_Records provided:_

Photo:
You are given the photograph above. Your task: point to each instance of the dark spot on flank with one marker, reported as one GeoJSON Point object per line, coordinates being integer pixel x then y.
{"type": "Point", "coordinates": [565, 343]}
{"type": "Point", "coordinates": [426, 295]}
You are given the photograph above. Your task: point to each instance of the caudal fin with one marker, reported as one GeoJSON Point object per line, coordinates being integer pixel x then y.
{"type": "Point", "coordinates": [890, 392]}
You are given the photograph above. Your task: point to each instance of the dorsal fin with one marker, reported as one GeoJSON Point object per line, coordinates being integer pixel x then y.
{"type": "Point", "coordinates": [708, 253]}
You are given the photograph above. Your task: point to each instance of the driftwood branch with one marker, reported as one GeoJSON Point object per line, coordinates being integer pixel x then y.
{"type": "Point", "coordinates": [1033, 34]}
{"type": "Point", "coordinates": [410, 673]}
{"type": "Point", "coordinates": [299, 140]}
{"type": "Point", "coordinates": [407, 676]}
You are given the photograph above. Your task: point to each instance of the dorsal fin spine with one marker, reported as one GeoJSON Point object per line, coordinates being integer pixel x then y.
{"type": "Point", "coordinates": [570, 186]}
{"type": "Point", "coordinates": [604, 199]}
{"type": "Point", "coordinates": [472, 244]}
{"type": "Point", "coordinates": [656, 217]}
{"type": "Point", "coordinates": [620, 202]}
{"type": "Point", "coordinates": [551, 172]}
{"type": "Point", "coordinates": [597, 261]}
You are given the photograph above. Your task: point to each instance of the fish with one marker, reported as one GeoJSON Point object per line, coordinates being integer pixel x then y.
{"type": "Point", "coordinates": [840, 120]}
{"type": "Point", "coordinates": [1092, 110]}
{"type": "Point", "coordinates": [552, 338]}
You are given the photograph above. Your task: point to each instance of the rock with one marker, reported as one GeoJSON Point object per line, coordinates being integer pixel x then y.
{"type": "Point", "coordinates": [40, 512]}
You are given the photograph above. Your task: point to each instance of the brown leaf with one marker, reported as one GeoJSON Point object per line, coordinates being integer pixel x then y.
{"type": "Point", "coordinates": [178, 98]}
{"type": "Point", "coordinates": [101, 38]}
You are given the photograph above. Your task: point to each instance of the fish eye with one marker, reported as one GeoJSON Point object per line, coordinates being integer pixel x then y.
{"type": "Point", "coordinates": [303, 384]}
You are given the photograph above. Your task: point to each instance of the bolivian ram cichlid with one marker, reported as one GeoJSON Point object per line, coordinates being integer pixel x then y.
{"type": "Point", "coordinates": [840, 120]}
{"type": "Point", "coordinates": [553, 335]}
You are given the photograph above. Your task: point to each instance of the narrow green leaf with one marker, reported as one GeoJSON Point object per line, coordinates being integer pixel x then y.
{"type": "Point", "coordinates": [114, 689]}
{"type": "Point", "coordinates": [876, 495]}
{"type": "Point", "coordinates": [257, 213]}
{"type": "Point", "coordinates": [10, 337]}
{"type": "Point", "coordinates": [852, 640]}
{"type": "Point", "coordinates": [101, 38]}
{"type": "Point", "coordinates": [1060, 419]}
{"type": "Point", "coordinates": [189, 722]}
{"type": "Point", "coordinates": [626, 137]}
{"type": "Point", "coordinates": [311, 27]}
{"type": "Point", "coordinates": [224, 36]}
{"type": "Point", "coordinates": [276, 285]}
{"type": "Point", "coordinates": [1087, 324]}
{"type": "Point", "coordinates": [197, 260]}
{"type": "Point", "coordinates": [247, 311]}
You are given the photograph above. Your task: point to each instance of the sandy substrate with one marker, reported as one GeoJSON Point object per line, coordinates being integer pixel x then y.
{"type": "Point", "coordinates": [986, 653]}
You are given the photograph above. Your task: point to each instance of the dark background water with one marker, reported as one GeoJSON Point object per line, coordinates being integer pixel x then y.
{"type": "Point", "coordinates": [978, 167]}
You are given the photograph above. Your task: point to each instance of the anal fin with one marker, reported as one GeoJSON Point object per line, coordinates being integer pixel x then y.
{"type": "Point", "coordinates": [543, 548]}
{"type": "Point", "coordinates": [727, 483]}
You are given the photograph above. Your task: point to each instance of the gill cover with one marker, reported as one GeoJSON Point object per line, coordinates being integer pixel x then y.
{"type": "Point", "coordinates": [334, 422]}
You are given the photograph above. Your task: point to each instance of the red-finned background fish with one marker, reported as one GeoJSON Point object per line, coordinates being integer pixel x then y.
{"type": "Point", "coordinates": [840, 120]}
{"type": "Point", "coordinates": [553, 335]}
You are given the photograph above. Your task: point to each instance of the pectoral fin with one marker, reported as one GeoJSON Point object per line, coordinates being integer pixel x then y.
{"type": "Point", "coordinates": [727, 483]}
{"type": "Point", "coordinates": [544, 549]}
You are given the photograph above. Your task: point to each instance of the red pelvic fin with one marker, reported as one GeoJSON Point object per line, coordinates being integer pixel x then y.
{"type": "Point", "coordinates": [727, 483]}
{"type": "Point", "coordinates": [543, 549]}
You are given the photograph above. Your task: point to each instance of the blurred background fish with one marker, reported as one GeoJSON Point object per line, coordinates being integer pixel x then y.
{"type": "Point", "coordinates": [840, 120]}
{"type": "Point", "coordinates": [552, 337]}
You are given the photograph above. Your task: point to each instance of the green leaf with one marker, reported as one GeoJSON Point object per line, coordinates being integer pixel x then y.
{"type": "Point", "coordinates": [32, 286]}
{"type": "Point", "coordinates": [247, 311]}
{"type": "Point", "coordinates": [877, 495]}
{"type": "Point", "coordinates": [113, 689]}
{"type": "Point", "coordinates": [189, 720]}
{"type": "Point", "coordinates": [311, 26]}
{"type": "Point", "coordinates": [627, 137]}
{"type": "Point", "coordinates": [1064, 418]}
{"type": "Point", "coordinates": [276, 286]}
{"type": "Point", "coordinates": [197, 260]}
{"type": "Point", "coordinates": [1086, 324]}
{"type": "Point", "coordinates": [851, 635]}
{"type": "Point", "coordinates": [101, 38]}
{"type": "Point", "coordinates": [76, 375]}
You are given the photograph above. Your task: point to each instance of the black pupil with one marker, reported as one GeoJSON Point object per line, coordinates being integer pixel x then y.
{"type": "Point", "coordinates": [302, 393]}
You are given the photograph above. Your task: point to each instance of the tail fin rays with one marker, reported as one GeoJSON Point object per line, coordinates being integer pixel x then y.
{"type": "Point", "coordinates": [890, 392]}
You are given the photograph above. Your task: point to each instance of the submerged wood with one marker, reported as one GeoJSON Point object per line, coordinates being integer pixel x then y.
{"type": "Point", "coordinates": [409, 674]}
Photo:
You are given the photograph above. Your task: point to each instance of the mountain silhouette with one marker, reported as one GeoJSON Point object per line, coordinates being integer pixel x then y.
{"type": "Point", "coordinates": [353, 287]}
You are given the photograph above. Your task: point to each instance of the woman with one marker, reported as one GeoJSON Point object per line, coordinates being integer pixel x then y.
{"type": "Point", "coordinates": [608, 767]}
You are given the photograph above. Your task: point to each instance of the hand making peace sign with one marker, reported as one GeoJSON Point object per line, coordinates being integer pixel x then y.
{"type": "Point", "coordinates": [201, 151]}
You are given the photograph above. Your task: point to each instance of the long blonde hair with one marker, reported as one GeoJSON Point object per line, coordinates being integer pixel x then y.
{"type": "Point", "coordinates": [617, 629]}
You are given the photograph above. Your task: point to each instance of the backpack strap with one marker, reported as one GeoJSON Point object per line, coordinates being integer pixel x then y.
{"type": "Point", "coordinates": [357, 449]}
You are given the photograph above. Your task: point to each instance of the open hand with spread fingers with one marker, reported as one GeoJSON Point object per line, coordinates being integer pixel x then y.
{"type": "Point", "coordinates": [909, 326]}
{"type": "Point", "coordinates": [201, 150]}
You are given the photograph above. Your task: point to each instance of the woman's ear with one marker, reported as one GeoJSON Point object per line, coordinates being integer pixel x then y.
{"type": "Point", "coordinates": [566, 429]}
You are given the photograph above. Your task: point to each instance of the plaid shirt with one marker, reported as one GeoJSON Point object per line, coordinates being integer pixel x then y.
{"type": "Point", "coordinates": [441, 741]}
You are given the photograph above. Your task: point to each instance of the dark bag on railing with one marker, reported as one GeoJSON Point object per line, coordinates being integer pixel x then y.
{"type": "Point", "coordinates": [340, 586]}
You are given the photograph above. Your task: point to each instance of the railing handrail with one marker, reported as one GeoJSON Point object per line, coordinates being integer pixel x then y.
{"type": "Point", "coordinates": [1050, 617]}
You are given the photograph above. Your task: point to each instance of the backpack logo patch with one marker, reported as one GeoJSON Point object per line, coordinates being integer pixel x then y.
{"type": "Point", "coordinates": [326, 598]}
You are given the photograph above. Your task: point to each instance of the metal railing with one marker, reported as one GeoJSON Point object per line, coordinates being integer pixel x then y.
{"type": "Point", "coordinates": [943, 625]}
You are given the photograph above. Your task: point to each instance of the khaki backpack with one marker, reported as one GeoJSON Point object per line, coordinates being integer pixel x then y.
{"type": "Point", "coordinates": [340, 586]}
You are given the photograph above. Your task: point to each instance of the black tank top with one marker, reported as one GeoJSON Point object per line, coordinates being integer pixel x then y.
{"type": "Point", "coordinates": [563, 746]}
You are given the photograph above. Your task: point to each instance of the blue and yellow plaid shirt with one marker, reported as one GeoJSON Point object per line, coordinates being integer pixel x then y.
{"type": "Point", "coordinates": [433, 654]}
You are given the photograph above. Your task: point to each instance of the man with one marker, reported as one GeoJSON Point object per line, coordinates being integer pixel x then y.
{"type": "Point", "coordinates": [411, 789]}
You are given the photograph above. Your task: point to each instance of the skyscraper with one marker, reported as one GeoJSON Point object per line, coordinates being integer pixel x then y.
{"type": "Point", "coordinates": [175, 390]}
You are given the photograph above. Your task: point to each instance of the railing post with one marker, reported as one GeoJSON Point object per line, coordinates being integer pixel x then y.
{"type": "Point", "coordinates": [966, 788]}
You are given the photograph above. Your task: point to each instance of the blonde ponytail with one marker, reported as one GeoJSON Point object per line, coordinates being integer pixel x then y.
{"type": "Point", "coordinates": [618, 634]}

_Description of the task:_ Everything from the line that contains "of the blonde" to the last line of the records, restated word for word, is the required output.

_Answer section:_
You are given the photograph above. Your task: point to each instance of the blonde ponytail with one marker, reported as one GeoJSON Point object per line, coordinates being integer pixel x then y.
{"type": "Point", "coordinates": [618, 634]}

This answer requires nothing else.